- Passage shown -
◇ ◇ ◇ ◇ ◇

Cutting Defense: First, Steal Some Underwear

The NYT had an interesting piece on defense cuts that must occur for any serious deficit cutting to occur.  The graphics show the trends in spending:
 

The first shows quite clearly that the "easiest" way to get back to a normal spending level is simply to stop funding war.  Getting out of Iraq will eventually pay off, once the US un-surges from Afghanistan.  War is simply expensive, but Bush, unfortunately, did not feel he needed to pay for the wars he started.  Iraq was especially expensive and will be for generations due to the injuries incurred by the Americans who fought it and survived (the US will not be paying the bills for other countries' veterans). 
This picture also makes its clear why there is some urgency about getting done with Afghanistan.  But that is a bit harder to do simply because there is not a reliable partner to take over (yes, Karzai makes the Iraqi folks look reliable).

So, war will continue in Afghanistan.  Libya will cost some but not nearly as much.  What else to cut?

Here is where the tradeoffs get hard.  If you want to cut the numbers of planes purchased, do you also want to cut the older planes?  Is upkeep of those more or less expensive than the maintenance of the new planes?  The A-10 is an old, old plane but a unique platform for doing precisely the kind of stuff that needs to be done--air to ground attacks. 

The other really hard part is reforming pay and benefits.  Mostly because there are entrenched constituencies for this kind of stuff--making the soldiers and sailors and marines and air-folk pay more for their benefits is deeply unpopular with them and their pals in the Congress.  It is funny that I resist Verizon's efforts to make their workers pay but not so much efforts to make the folks in the armed forces pay.  Perhaps because Verizon execs are getting paid far more than the President, SecDef, Chairman and the like.  Anyhow, tangent aside, the challenge is that it is easy to recommend stuff to be cut, but it is hard to figure out ways to make cuts politically possible.  Policy experts need to think more about step b (underwear gnome's shoulder shrug) between policy recommendation and policy outcome. 

Good thing my job is simply to point this out rather than come up with ways to convince Congress to make hard decisions.

◇ ◇ ◇ ◇ ◇

- Data supplied -

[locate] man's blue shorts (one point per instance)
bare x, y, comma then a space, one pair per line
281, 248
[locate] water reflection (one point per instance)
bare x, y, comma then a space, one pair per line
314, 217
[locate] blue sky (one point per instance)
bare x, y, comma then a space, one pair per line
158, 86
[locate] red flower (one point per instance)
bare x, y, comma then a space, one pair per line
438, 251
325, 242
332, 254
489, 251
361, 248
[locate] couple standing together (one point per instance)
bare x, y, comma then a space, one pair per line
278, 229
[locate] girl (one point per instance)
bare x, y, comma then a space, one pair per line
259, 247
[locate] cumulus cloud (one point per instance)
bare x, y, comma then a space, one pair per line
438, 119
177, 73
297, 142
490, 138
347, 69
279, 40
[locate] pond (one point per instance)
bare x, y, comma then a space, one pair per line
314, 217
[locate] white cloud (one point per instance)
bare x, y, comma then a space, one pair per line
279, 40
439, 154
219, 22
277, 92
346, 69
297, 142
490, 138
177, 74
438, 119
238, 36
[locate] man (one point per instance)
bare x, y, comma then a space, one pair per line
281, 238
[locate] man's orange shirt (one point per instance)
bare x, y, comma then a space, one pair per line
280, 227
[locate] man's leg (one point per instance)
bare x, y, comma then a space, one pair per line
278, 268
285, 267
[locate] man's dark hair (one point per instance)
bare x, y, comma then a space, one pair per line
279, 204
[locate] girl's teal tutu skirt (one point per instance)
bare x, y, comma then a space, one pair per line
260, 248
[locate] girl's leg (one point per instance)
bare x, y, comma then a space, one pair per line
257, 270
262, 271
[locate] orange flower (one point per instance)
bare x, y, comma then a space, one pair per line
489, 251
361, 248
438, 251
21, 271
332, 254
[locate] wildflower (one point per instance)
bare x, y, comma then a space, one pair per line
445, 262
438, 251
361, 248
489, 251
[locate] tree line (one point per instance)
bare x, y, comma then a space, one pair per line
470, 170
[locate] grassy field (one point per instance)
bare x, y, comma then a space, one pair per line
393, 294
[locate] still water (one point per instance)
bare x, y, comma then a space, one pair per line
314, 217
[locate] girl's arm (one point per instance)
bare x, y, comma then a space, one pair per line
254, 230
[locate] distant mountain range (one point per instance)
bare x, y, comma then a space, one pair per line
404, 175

◇ ◇ ◇ ◇ ◇

- Requirement -
List every country named in the passage on defense cuts. The items are separate material and do not relate to the passage on defense cuts.

- Solution -
Iraq, Afghanistan, Libya, and the US.